▶ Exercise details: Your answer must repeat the full listing, line for line.

▶ Task input:
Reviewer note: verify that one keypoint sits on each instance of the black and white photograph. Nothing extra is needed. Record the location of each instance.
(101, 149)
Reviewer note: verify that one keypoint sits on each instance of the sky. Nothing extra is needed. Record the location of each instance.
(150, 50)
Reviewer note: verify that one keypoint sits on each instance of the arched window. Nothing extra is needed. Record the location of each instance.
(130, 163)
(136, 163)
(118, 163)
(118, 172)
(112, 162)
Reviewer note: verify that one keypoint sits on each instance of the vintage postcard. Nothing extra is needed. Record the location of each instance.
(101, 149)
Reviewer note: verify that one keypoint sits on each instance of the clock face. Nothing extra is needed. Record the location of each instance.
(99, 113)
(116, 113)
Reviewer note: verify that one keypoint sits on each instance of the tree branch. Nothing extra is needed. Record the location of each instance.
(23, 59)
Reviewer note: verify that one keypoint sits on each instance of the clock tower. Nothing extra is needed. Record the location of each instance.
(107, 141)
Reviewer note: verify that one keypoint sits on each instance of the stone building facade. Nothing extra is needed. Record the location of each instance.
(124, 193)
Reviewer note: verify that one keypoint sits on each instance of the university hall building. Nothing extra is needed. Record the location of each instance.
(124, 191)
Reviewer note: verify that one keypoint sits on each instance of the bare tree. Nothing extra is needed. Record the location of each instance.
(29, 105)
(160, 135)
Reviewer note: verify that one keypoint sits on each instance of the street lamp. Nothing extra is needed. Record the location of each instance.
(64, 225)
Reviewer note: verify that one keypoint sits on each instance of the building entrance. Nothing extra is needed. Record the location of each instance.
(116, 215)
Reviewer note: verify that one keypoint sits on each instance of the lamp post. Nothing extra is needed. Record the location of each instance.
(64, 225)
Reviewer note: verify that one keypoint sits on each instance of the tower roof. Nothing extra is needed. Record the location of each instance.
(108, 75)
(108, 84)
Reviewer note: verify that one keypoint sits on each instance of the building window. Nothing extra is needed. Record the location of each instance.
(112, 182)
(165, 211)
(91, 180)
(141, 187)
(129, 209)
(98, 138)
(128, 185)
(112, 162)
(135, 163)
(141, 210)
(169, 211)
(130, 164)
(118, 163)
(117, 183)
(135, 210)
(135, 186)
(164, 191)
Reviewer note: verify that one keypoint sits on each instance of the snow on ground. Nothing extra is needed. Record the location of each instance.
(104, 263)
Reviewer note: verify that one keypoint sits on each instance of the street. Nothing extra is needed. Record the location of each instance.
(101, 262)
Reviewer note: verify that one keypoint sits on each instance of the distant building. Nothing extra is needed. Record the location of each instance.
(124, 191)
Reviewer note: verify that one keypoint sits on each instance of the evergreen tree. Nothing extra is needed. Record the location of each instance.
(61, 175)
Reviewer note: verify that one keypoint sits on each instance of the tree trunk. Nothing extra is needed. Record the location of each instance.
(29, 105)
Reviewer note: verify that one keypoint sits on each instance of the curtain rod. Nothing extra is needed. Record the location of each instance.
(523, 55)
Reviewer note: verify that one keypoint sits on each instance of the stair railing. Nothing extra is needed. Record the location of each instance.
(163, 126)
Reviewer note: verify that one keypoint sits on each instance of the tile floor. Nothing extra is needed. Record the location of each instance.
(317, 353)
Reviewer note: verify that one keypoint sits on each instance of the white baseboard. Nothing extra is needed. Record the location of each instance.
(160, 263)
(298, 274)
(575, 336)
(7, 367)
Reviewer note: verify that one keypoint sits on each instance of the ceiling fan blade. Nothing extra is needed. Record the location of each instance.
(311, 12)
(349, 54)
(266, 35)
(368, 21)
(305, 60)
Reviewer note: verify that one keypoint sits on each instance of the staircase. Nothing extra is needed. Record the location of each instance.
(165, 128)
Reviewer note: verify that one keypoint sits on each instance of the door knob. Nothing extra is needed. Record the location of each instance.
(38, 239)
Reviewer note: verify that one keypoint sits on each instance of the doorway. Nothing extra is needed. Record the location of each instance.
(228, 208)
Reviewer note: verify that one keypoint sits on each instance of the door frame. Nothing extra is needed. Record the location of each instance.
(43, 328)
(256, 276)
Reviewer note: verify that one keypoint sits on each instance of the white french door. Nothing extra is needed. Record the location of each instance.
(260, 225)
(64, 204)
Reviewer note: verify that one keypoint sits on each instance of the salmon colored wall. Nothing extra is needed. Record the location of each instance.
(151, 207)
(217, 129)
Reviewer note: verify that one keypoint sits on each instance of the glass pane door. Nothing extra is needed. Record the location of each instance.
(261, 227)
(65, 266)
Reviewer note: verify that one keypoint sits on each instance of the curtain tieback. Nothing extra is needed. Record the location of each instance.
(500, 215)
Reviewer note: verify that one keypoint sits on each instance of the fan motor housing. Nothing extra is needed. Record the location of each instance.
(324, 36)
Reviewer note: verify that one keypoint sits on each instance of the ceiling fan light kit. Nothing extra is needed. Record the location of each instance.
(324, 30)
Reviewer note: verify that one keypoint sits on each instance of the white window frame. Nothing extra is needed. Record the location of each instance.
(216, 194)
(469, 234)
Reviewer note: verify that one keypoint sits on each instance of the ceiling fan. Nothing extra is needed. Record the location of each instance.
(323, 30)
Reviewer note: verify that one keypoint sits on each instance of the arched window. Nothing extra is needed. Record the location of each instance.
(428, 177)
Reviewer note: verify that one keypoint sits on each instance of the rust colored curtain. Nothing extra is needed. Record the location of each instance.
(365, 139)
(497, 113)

▶ Task output:
Reviewer note: verify that one keypoint sits on each instance of the black and white photograph. Nothing extra is needed. Record the location of each instance.
(101, 149)
Reviewer note: verify that one keypoint sits on each instance of the sky. Nothing extra is needed. Record the location of each instance.
(150, 50)
Reviewer note: verify that one keypoint sits on each instance of the arched window. Nothing extra is needed. Record the location of each instance.
(130, 163)
(136, 163)
(118, 163)
(118, 172)
(112, 162)
Reviewer note: verify that one keypoint sits on each instance of the vintage postcard. Nothing extra is needed. Record the location of each instance.
(101, 149)
Reviewer note: verify that one keypoint sits on each instance of the clock face. Nothing extra is needed. Record the location of each instance.
(99, 113)
(116, 113)
Reviewer note: verify that one keypoint sits on each instance of the tree branch. Nothing extra is needed. Record the location of each instance.
(23, 59)
Reviewer note: verify that one keypoint sits on each instance of the clock tower. Nothing extra is needed. Record the location of each instance.
(107, 141)
Reviewer note: verify that one keypoint sits on each instance of the stone building facade. Nothing extra is needed. Record the location of each instance.
(124, 193)
Reviewer note: verify that one keypoint sits on each instance of the university hall building. Nothing extra is needed. Record the location of each instance.
(124, 191)
Reviewer note: verify that one keypoint sits on each instance of the bare tree. Nothing extra is needed. Record the location of each instance.
(29, 105)
(160, 135)
Reviewer note: verify that one keypoint sits on each instance of the street lamp. Nothing extra is needed. Record the location of each instance.
(64, 225)
Reviewer note: verify that one keypoint sits on each instance of the building entrance. Nothing extra is needed. Record the location of each instance.
(116, 215)
Reviewer note: verify that one keypoint sits on each instance of the lamp post. Nothing extra is needed. Record the location of each instance.
(64, 225)
Reviewer note: verify that one keypoint sits on each instance of the tower roof. Nothing extra is needed. Record the location of each instance.
(108, 75)
(108, 84)
Reviewer note: verify that one keypoint sits on each instance of the building window. Nothing extra is needed. Record the location of each instance.
(112, 182)
(165, 211)
(91, 180)
(141, 187)
(129, 209)
(98, 138)
(128, 185)
(112, 162)
(135, 163)
(141, 210)
(169, 211)
(130, 164)
(118, 163)
(117, 183)
(135, 210)
(135, 186)
(164, 191)
Reviewer note: verify that one keypoint sits on each instance of the snow on ground. Nothing extra is needed. Record the location of each instance.
(104, 263)
Reviewer note: verify that one keypoint sits on each instance of the street. Nothing extra is needed. Record the location of each instance.
(101, 262)
Reviewer note: verify that one keypoint sits on each instance of the distant building. Nothing extra is needed. Record the location of each instance.
(124, 191)
Reviewer note: verify that one keypoint sits on each instance of the evergreen tree. Nothing extra is needed. Record the location of each instance.
(61, 175)
Reviewer note: verify that one keypoint sits on each instance of the tree trunk. Nothing extra is needed. Record the location of each instance.
(29, 105)
Reviewer note: verify that one keypoint sits on each instance of the curtain rod. Nothing extra is needed. Record the location of each instance.
(523, 55)
Reviewer note: verify that one keypoint sits on each instance of the stair railing. Nothing extra is needed. Record the location of each instance.
(163, 126)
Reviewer note: verify that one keypoint sits on each instance of the tile floor. Nothing extra is needed. Record the location of each instance.
(317, 353)
Reviewer note: verify that one keypoint sits on each instance of the white baseboard. Nothing extra is needed. Record the location of each instance.
(160, 263)
(298, 274)
(575, 336)
(7, 367)
Reviewer note: verify that one keypoint sits on each instance of the ceiling fan blade. Nothing extra is needed. Record the location of each instance.
(311, 12)
(349, 54)
(266, 35)
(368, 21)
(305, 60)
Reviewer note: verify that one keypoint sits on each instance of the staircase. Nothing extra is needed. Record the location of each instance.
(165, 128)
Reviewer note: verify that one keypoint sits on each instance of the door knob. Nothing extra is needed. Record the location of each instance.
(38, 239)
Reviewer note: verify that one keypoint sits on each instance of the doorway. Nothing extra is needed. Record the location of each instance.
(228, 208)
Reviewer note: verify that one keypoint sits on each instance of the door frame. Nothing extra is needed. Record the location of each instance.
(43, 328)
(256, 276)
Reviewer note: verify that one keypoint sits on each instance of the white french door. Nothing extra is needed. Record the location of each instance.
(260, 225)
(64, 204)
Reviewer note: verify that one keypoint sits on each instance of the salmon colored wall. Nothing extra is needed. Record the location of each instance.
(151, 207)
(217, 129)
Reviewer note: verify that one keypoint sits on each instance of the glass pane door. Nothing extra is needed. Record the location of each instance.
(261, 227)
(65, 266)
Reviewer note: verify that one keypoint sits on each instance of the curtain tieback. Nothing extra is needed. Record the location of each instance.
(500, 215)
Reviewer note: verify that one keypoint sits on each instance of the fan motor housing. Nothing extra is needed. Record the location of each instance.
(324, 36)
Reviewer note: verify that one keypoint sits on each instance of the ceiling fan light kit. Nothing extra is needed. Record the location of each instance.
(324, 30)
Reviewer note: verify that one keypoint sits on each instance of the white window frame. Nothing extra is needed. Record the location of each instance.
(216, 194)
(469, 234)
Reviewer note: verify that one keypoint sits on each instance of the ceiling fan. Nothing extra is needed. Record the location of each instance.
(323, 30)
Reviewer note: verify that one keypoint sits on each instance of the arched window. Nothing extra is needed. Record the location of each instance.
(428, 177)
Reviewer note: verify that one keypoint sits on each instance of the rust colored curtain. Nothing extra is needed. Record the location of each instance.
(365, 139)
(497, 113)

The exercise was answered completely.